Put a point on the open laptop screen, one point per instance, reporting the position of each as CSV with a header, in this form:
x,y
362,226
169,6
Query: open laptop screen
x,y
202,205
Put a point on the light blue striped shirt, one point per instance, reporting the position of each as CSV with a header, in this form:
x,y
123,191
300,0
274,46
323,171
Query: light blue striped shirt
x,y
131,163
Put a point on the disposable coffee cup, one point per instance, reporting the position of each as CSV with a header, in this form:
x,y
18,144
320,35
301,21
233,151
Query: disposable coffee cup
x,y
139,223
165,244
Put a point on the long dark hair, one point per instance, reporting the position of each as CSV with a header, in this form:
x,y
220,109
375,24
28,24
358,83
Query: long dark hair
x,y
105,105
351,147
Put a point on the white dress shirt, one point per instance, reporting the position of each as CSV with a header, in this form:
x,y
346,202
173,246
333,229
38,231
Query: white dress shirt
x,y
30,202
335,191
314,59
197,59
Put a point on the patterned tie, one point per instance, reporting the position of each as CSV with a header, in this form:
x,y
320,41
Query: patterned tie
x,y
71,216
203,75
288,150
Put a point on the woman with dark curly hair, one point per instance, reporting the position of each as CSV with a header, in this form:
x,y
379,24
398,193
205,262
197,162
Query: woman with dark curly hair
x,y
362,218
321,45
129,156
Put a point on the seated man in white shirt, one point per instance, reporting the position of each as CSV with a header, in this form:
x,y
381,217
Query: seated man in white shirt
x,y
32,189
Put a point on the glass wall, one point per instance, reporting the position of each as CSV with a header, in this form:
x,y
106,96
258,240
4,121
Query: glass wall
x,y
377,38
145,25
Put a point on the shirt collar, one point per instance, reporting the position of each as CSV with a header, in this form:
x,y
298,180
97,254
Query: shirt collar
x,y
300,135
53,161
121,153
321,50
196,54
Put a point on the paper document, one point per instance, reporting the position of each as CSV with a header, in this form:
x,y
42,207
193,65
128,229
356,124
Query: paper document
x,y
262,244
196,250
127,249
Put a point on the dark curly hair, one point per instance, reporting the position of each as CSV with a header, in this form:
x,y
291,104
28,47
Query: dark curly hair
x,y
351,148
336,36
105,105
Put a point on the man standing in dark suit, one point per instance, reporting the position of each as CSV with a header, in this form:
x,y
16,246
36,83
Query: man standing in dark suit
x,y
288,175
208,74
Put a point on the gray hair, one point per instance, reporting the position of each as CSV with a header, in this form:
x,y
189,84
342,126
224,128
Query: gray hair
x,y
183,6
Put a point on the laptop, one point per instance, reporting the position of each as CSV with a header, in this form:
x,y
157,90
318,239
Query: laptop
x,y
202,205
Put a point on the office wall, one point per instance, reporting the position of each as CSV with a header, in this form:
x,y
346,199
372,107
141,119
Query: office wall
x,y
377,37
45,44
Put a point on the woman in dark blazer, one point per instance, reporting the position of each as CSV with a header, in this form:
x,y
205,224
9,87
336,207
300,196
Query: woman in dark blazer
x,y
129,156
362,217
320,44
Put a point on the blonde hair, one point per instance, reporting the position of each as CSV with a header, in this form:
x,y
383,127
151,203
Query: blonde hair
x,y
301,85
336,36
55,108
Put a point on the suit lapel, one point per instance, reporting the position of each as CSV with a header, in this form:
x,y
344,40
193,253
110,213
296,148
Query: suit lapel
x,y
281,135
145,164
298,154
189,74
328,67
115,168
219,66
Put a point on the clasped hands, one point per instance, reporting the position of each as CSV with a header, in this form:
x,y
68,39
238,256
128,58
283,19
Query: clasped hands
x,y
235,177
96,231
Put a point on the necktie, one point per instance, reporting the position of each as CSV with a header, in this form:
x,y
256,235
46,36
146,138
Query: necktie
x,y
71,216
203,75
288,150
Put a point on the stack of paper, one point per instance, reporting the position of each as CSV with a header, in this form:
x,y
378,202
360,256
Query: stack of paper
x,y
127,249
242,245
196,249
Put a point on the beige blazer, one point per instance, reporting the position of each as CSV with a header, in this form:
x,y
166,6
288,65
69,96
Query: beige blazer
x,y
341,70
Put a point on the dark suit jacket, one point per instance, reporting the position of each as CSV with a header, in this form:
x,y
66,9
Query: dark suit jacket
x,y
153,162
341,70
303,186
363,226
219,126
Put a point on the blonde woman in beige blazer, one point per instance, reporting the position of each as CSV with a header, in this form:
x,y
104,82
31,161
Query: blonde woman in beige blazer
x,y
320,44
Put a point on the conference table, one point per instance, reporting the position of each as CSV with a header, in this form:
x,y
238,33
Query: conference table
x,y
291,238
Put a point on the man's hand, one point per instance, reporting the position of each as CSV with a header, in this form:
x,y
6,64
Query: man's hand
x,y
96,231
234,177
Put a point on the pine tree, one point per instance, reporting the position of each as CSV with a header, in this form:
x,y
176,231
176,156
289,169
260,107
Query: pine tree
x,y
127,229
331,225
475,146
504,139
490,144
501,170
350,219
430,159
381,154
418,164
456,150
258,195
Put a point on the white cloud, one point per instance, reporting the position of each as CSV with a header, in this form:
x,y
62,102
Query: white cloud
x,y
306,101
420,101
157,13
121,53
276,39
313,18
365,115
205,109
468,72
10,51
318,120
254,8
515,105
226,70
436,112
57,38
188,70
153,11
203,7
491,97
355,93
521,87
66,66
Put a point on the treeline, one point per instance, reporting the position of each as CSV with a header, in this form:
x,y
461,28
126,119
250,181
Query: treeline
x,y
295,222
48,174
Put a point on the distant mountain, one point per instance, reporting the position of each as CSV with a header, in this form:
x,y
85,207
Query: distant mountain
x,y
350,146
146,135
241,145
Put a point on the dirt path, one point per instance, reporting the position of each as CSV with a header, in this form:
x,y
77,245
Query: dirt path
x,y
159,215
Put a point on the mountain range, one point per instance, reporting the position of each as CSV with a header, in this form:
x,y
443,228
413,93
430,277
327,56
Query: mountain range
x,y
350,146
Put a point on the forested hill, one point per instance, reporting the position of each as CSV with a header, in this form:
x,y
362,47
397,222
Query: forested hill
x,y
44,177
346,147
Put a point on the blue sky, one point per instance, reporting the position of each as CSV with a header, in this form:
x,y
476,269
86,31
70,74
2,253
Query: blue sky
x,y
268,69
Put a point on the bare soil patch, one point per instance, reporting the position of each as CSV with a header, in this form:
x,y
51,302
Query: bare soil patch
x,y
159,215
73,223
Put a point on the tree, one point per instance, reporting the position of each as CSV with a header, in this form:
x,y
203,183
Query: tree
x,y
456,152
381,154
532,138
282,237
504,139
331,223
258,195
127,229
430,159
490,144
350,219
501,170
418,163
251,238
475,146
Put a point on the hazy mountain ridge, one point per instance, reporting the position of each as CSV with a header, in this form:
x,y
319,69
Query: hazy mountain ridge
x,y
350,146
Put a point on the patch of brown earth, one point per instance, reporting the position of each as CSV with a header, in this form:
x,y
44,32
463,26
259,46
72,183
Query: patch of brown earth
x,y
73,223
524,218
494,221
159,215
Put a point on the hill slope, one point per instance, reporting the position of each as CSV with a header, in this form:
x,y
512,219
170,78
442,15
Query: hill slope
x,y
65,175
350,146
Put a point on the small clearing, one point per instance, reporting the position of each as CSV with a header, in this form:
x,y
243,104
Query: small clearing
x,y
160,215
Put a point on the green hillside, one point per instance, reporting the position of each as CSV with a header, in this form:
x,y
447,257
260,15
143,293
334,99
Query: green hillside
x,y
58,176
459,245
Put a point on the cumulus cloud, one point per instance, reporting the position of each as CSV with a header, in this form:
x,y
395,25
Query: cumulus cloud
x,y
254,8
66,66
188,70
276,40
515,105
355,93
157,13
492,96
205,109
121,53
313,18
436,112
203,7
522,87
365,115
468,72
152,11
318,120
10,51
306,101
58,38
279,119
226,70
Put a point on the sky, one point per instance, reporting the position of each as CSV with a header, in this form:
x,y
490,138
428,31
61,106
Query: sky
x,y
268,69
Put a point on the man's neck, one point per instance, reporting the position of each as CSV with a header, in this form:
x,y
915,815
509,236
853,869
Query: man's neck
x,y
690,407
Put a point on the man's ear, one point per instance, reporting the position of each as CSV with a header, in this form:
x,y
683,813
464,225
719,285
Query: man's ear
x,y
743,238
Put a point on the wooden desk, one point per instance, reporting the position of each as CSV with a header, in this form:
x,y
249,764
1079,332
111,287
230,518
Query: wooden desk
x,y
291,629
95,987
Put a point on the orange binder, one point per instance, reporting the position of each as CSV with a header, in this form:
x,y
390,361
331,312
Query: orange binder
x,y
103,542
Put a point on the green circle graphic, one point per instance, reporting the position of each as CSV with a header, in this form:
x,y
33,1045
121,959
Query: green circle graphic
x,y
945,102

════════════════

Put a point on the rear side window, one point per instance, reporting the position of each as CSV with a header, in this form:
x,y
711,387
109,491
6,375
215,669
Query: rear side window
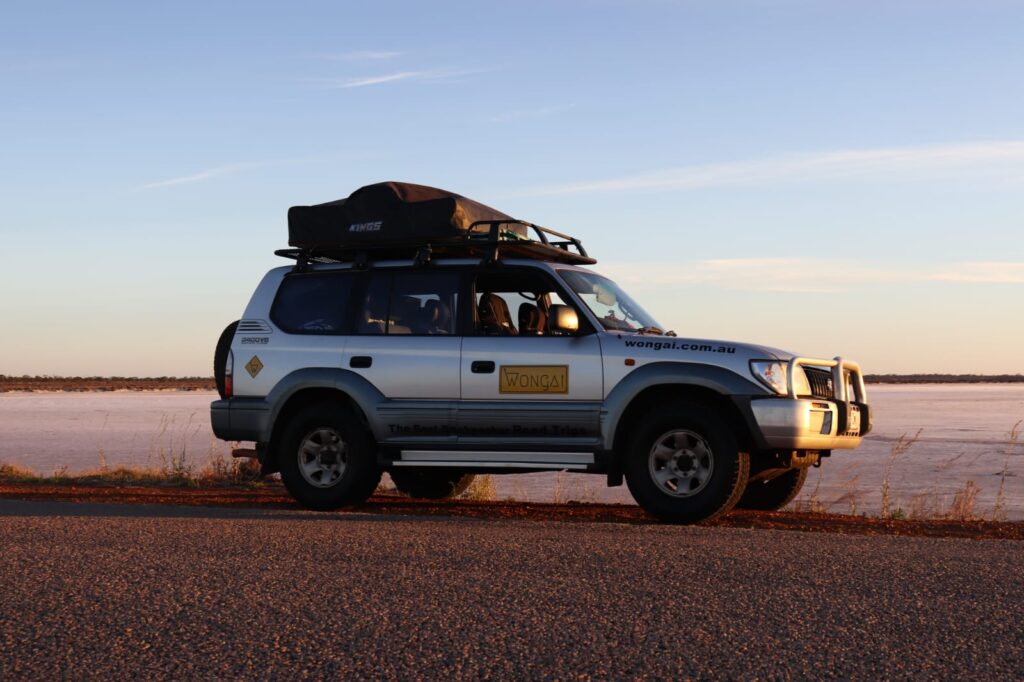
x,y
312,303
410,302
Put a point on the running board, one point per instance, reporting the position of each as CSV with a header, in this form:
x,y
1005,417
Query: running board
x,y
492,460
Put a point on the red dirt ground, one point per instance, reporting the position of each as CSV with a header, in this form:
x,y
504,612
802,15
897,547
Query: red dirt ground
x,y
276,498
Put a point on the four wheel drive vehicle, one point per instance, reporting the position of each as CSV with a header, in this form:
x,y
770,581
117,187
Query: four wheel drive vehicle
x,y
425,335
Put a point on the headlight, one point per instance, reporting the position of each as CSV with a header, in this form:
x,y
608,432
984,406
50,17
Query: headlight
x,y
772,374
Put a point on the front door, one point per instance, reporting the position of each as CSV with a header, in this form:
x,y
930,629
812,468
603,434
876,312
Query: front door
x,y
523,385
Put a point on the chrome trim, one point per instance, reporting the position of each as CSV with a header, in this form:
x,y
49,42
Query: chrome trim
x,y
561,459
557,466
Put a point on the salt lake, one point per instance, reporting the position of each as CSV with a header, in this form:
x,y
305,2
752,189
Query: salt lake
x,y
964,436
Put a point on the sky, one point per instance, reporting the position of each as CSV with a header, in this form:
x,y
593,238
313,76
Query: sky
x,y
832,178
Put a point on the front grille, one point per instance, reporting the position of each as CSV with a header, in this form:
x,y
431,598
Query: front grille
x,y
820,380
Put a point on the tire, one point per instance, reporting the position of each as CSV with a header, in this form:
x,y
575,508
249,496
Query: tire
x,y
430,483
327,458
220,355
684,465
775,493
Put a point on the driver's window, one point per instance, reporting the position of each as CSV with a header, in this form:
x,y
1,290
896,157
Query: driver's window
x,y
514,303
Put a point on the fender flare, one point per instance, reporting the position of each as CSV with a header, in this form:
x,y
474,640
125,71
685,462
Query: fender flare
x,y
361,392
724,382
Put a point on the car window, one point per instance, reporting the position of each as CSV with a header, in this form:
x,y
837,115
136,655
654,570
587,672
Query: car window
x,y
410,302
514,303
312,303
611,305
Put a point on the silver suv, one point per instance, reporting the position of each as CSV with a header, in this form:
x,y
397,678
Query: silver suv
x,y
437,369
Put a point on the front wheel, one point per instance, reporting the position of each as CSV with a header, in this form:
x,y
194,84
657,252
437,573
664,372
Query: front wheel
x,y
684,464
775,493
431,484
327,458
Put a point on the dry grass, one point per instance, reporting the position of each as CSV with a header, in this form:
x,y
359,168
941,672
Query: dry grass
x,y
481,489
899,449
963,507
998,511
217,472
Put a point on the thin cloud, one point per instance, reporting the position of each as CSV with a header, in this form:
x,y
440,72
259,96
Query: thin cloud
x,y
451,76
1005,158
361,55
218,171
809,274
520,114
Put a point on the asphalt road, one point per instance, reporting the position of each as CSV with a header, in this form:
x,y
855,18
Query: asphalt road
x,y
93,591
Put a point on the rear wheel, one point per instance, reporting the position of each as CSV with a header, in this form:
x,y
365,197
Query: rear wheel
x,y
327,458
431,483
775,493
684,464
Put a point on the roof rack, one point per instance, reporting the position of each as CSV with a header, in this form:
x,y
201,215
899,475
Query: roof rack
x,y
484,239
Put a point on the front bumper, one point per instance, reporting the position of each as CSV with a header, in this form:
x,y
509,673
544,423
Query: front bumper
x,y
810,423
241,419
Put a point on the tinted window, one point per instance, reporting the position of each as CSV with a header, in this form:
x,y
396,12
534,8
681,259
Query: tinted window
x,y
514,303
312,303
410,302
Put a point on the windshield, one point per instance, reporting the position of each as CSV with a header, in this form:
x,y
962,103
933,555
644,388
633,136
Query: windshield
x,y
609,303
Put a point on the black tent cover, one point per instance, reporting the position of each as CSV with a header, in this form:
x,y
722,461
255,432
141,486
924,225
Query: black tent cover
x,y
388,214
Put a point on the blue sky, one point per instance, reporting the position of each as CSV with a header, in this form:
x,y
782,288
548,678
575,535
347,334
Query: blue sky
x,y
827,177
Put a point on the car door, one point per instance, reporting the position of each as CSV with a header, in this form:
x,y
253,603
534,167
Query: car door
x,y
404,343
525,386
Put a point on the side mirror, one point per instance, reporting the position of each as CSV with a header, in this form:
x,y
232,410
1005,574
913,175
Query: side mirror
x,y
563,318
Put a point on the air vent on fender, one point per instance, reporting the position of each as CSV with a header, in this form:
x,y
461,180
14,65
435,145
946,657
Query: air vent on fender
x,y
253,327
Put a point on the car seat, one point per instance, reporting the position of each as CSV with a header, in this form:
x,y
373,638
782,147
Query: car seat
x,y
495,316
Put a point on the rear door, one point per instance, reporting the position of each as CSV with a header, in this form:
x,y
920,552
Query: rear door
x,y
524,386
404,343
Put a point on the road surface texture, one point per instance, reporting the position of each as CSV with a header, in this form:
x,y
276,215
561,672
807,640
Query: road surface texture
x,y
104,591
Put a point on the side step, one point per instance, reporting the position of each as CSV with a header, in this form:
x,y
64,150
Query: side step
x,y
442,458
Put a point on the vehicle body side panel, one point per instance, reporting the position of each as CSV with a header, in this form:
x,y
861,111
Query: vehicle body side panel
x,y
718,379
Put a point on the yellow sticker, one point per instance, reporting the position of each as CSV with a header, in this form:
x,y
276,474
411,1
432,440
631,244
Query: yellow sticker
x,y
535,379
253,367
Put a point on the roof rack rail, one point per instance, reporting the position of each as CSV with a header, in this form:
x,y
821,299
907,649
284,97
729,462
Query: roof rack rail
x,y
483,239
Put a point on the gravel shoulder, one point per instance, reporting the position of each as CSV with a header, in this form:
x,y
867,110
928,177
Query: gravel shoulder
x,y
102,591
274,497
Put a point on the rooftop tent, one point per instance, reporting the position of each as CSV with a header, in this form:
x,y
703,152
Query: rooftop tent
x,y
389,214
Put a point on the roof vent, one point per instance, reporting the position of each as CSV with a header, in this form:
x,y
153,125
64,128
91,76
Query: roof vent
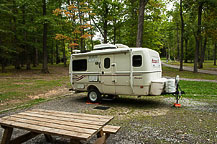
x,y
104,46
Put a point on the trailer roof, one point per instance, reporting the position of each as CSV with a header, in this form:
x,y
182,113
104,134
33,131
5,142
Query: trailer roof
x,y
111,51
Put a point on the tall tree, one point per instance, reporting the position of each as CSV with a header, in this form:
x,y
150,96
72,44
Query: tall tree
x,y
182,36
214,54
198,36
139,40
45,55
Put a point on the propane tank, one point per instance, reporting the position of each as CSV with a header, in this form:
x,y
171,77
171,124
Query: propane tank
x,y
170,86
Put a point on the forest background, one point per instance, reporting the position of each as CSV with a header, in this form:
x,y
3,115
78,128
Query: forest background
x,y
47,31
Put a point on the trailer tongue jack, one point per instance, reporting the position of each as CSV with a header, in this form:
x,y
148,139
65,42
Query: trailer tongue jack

════════════════

→ **WHAT IS NEEDED**: Which rows above contain the string "laptop", with case counting? Copy each of those rows in full.

→ **TASK OUTPUT**:
Put a point on the open laptop screen, one point per instance, reporting the position of each as CSV with a header, in this form:
Query: open laptop screen
Put a point on the laptop, one point per instance, reporting the position of each as CSV with a header, in this form:
Query: laptop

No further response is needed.